Output all the material that follows, exactly as given.

** START OF DATASET EXTRACT **

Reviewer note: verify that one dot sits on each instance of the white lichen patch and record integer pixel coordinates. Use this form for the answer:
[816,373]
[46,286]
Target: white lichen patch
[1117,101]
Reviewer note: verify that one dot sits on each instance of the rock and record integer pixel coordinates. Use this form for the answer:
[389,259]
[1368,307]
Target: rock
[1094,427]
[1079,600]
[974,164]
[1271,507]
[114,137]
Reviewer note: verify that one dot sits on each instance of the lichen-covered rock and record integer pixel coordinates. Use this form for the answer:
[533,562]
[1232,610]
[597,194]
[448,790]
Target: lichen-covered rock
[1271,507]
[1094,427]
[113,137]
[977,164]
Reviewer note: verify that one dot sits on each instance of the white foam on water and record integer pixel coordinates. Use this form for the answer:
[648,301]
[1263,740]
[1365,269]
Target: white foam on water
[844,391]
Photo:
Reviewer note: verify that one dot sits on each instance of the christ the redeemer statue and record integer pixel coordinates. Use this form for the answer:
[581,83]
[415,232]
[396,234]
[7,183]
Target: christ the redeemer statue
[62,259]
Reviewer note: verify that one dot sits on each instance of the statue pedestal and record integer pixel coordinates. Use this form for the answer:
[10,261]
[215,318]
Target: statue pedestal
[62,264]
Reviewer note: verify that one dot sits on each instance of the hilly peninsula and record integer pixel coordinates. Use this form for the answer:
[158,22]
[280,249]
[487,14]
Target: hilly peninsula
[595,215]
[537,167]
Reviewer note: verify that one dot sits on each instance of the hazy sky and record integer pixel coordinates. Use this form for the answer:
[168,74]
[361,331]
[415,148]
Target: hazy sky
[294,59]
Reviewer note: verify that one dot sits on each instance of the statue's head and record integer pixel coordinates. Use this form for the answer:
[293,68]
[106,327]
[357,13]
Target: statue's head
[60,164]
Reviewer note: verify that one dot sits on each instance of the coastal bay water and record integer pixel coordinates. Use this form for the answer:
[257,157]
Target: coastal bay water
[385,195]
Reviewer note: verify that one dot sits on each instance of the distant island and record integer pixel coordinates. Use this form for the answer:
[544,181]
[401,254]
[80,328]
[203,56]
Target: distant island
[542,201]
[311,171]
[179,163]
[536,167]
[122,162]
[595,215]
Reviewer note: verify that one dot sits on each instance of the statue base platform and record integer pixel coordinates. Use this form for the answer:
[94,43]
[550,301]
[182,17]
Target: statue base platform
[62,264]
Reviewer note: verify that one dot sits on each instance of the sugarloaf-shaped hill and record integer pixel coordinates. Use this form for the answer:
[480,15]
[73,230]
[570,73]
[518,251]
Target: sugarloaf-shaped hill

** END OF DATASET EXTRACT **

*THE SOLUTION*.
Reviewer note: verify that one dot sits on each instance of the white lichen patch and record integer pixel coordinates. Use this form for the answer:
[816,373]
[46,286]
Target: white lichen patch
[1117,101]
Reviewer note: verify that one dot sits on each instance of the rock and record integer pixel coordinates. Use this form for the answer:
[389,259]
[1368,307]
Target: rock
[1094,427]
[1079,600]
[974,164]
[1271,507]
[114,137]
Reviewer note: verify that one dot sits on each instance of the lichen-covered rock and record integer pixel coordinates. Use this form for the answer:
[533,562]
[1232,610]
[597,194]
[448,790]
Target: lichen-covered rock
[1271,507]
[1094,427]
[113,137]
[977,164]
Reviewer note: verify that one dot sits on each instance of the white foam on water and record integer pixel coordinates. Use this form for the answer:
[648,301]
[1263,740]
[1365,269]
Target: white foam on water
[844,391]
Photo:
Reviewer note: verify that one dot sits on each instance of the christ the redeemer statue and record integer pixel coordinates. Use this form for the answer:
[581,83]
[415,232]
[396,234]
[7,183]
Target: christ the redeemer statue
[62,259]
Reviewer note: verify that one dot sits on each instance of the statue pedestal and record integer pixel coordinates. Use this form for the answer:
[10,261]
[215,318]
Target: statue pedestal
[62,264]
Reviewer note: verify that one dot sits on each instance of the hilly peninsula and record integer pixel coordinates. Use this form for the answer:
[158,22]
[280,249]
[487,14]
Target: hilly peninsula
[595,215]
[537,167]
Reviewer note: verify that one dot sits on each instance of the hazy sky and record integer pixel coordinates. Use this form for the answer:
[168,74]
[361,331]
[415,148]
Target: hazy sky
[294,59]
Reviewer note: verify that one dot sits on each instance of the statue's head and record integer pixel coordinates. Use this form for the answer:
[293,68]
[106,327]
[357,13]
Target: statue's head
[60,164]
Reviewer note: verify that one dot sits on each instance of the coastal bay water and record integer pixel coordinates. Use this form for the answer:
[257,157]
Target: coastal bay water
[385,195]
Reviewer note: verify that one dot sits on each instance of the distant island and record integer pixel coordinates. Use this form for the answer:
[544,181]
[401,254]
[80,328]
[203,56]
Target: distant island
[542,201]
[311,171]
[179,163]
[536,167]
[122,162]
[595,215]
Reviewer note: verify that one dot sits on each instance of the statue base platform and record integer pixel coordinates. Use this form for the answer:
[94,43]
[550,301]
[182,17]
Target: statue base platform
[62,264]
Reviewer note: verify that one dot sits on each instance of the sugarloaf-shaped hill and record integer pixel coordinates. Use this form for the answer:
[480,15]
[73,230]
[570,73]
[518,251]
Target: sugarloaf-shaped hill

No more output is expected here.